REQUIRED WORK:
#1 Answer these questions using the fingerprint study excerpt.
(a) How many fingerprint images does NIST SD10 hold, and from how many individuals?
(b) Which sensor was used to capture the CASIA-FingerprintV5 images?
(c) In the EMD heatmap, what do darker regions indicate?
#2 Write the next part of the fingerprint study excerpt, picking up right after its last sentence.

PAGE EXCERPT:
In this study, parameters such as the Gaussian filter’s cutoff frequency (D0), distance thresholds, and neighborhood sizes are optimized based on experimental results to achieve an ideal balance between image clarity, feature extraction accuracy, and privacy protection across various conditions. These steps significantly enhance the security of sensitive data in the client’s local environment when uploading model parameters. Fig. 3 compares the images before and after processing. The processed images show increased noise and reduced clarity, demonstrating the introduced perturbations’ effectiveness.

The NIST Supplemental Fingerprint Card Data Database (NIST SD10) [34] consists of 5520 fingerprint images from 522 individuals, each with a resolution of 832 × 768 pixels. These images are divided across three CD-ROMs and are classified into NCIC classes provided by the FBI.

The SOCOFing dataset [35] includes 6000 images from 600 subjects, captured using Hamster Plus and SecuGen SDU03PTM scanners. It offers three levels of difficulty (easy, medium, and hard) for synthetic modifications: deletion, center rotation, and z-cut modifications.

CASIA-FingerprintV5 [36] contains 20,000 fingerprint images from 500 volunteers, captured with the URU4000 sensor. Each subject contributed 40 images across eight fingers, stored as 8-bit gray-level BMP files with a resolution of 328 × 356 pixels.

As shown in Table 2, the NIST SD10, SOCOFing, and CASIA datasets exhibit significant differences in terms of image quality (NFIQ2.0 scores), image resolution, and regional sources. The Earth Mover’s Distance (EMD) heatmap and the t-SNE visualization in Fig. 4 quantify these distributional differences based on feature characteristics, illustrating the degrees of similarity and divergence between the datasets. Higher EMD values, or darker regions, indicate greater distributional differences between datasets. Each of the three datasets is assigned to a separate client, where data is processed for feature extraction and comparison. In the t-SNE plot, the features of each client dataset are represented by different colored dots, with minimal overlap between clusters, reflecting significant feature heterogeneity. This shows that each dataset has substantial differences at the feature level, and these differences will affect the overall accuracy and generalization ability of the model.

DATA FOR ANALYSIS:
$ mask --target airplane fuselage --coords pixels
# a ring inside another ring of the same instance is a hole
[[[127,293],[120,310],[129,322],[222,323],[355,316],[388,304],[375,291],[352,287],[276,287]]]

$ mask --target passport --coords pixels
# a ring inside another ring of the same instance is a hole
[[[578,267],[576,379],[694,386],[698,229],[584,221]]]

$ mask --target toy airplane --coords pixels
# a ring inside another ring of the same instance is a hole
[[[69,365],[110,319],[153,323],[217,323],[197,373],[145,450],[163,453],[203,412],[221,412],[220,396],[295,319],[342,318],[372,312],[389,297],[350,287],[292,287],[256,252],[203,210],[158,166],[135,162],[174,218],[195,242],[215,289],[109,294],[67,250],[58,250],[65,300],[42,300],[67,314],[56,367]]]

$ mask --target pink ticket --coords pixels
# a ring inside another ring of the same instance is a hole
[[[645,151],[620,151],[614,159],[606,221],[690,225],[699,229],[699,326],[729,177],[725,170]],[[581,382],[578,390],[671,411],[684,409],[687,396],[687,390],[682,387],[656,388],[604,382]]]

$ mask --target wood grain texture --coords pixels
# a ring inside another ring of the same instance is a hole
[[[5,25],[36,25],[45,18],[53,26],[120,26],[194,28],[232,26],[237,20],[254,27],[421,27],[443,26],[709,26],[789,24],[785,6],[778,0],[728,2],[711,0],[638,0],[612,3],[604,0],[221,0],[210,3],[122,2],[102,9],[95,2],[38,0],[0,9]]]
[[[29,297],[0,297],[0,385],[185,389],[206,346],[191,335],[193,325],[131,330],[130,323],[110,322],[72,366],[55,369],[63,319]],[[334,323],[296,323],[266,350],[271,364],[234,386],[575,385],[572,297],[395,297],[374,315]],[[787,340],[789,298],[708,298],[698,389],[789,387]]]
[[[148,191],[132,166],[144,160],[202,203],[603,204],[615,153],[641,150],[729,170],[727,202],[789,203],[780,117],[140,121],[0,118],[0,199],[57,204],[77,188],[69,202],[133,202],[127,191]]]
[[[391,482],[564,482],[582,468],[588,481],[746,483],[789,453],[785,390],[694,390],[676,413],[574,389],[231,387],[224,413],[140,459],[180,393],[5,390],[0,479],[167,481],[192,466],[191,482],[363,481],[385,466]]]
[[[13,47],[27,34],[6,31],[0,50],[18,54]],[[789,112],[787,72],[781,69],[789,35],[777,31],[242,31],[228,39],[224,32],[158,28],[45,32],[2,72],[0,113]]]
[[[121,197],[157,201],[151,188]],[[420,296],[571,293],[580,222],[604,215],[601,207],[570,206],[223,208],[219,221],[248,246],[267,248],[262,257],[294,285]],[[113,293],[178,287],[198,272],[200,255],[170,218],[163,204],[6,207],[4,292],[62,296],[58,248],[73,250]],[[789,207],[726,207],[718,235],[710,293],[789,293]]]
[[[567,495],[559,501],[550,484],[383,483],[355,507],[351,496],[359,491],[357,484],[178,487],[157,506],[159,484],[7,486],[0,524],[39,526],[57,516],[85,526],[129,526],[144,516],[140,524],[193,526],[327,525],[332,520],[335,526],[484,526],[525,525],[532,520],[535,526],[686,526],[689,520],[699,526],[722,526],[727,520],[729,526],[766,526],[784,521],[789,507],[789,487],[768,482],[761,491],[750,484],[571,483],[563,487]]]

TASK RESULTS:
#1
(a) 5520 images from 522 individuals.
(b) The URU4000 sensor.
(c) Greater distributional differences between datasets.

#2
In our research, we consider each finger as a separate classification class. We utilize the SOCOFing and NIST SD10 datasets, which provide one fingerprint per finger per subject, and the CASIA dataset, which provides multiple fingerprints per finger. We choose one fingerprint per finger for our experiments to simplify data processing and ensure equitable fingerprint selection. This approach facilitates consistent experimental analysis.

We divide each client’s data into training and testing sets at a 4:1 ratio, with one-fifth of the training set randomly chosen as a validation set to tune model weights during global updates. We label fingerprint pairs (x1,x2) as 1 if they belong to the same finger (true pair) and 0 if not (false pair). We generate numerous fingerprint pairs and their corresponding labels using the training dataset. For testing, we create two types of fingerprint test sample pairs for each client. Each test sample pair consists of a fingerprint from the template library, a reference fingerprint, and a query fingerprint, which matches the fingerprint in the template library for verification. To comprehensively evaluate system performance, we generate all possible matching pairs. capping the generation of incorrect match pairs at 10,000 to maintain computational efficiency. The system is designed to detect correct and incorrect matches accurately.

Our model employs a Siamese network with two CNNs that share weights, trained using a contrastive loss function. We use a learning rate of 0.0003 and the Adam Optimizer. We set the batch size at 32. We conduct 1000 training epochs, 20 communication rounds, and 5 local epochs for single dataset experiments. For cross-dataset generalization, we extend training to 2000 epochs and 40 communication rounds, with a coefficient of 0.5 applied to process the difference image.